─── TASK MATERIAL

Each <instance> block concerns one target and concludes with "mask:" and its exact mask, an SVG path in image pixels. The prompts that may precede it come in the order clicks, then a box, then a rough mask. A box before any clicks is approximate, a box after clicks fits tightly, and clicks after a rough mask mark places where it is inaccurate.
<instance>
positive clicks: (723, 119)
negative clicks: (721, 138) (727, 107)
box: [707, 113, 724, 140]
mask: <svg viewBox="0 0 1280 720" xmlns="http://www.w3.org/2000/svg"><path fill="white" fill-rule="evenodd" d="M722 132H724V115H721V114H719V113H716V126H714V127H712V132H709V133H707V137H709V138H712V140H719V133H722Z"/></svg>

──────
─── TASK MATERIAL

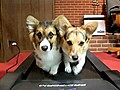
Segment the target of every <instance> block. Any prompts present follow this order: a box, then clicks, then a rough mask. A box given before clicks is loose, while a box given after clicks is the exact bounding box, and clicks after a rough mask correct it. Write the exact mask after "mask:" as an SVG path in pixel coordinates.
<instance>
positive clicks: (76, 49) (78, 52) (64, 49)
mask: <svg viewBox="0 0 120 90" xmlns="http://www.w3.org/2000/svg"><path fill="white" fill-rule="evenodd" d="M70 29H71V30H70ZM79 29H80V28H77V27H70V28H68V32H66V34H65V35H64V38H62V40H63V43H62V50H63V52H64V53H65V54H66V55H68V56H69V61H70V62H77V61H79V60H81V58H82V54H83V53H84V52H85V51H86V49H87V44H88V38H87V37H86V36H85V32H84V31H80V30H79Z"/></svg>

──────

In the records above, how many lines hold the string "prompts"? Reply with only the number.

*YOUR RESPONSE*. 2